• [RAW DATA]:
_____

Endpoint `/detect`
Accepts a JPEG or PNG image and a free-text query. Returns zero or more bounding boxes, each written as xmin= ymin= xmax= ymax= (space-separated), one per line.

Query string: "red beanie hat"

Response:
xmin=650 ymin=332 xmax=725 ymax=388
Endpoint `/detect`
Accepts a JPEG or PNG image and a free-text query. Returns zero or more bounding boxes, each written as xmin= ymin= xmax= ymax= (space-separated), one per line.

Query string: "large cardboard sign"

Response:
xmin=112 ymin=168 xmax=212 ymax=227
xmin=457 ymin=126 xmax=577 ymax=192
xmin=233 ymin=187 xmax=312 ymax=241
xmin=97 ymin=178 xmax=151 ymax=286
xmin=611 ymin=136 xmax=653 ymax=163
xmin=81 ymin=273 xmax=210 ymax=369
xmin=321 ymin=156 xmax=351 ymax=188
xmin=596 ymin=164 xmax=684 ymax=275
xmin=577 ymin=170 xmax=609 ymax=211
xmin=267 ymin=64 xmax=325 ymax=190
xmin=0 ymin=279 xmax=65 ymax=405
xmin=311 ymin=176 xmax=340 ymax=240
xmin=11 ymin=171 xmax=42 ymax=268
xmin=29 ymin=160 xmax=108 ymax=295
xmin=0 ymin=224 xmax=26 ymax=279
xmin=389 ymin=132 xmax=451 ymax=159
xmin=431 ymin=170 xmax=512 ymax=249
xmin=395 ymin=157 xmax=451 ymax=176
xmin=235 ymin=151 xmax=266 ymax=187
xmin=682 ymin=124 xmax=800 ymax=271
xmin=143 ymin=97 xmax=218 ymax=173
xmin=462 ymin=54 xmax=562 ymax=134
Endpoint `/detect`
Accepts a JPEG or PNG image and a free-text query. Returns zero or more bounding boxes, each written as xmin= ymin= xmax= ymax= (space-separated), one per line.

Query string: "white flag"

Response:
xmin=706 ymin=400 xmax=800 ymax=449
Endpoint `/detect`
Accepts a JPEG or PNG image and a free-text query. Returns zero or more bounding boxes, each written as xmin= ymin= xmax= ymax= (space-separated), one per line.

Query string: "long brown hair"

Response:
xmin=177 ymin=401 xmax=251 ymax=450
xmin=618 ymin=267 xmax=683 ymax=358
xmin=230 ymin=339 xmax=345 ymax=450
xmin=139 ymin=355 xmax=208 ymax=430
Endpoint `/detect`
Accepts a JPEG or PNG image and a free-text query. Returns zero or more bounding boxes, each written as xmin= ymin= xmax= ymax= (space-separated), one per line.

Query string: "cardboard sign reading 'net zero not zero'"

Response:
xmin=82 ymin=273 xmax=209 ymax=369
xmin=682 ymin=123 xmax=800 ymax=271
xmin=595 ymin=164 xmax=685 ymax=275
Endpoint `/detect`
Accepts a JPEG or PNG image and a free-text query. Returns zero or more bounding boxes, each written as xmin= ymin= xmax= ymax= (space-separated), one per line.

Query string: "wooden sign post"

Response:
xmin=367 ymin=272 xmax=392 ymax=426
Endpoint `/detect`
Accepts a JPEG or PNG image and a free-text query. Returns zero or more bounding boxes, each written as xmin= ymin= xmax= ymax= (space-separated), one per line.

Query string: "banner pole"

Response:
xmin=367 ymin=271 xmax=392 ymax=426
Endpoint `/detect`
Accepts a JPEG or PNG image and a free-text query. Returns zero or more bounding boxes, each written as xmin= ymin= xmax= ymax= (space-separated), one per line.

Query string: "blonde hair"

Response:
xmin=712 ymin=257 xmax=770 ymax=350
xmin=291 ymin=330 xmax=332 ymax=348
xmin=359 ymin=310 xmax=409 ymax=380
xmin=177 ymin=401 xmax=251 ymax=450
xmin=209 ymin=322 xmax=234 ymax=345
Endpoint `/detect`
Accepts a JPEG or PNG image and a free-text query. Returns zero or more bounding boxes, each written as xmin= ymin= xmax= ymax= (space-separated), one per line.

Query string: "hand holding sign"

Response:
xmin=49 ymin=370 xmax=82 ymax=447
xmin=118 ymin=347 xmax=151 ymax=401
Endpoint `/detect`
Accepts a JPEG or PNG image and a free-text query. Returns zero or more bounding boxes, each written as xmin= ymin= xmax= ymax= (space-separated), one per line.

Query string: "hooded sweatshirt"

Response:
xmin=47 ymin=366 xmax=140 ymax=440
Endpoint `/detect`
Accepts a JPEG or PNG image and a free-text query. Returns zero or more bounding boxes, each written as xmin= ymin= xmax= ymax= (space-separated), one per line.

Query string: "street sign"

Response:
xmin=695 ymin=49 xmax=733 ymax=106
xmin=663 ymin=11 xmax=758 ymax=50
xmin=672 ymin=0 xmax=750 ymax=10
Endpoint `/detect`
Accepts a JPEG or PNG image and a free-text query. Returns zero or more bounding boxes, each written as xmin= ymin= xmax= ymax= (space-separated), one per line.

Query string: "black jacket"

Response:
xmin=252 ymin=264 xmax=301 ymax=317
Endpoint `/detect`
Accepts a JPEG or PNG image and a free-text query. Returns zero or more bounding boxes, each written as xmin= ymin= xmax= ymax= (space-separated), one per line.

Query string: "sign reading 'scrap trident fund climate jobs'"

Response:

_____

• [WHAT NEEDS TO BE DONE]: Nothing but a number should be given: the count of lines above in which the word "sign" occurs.

• [SOLUTION TO THIS EXERCISE]: 6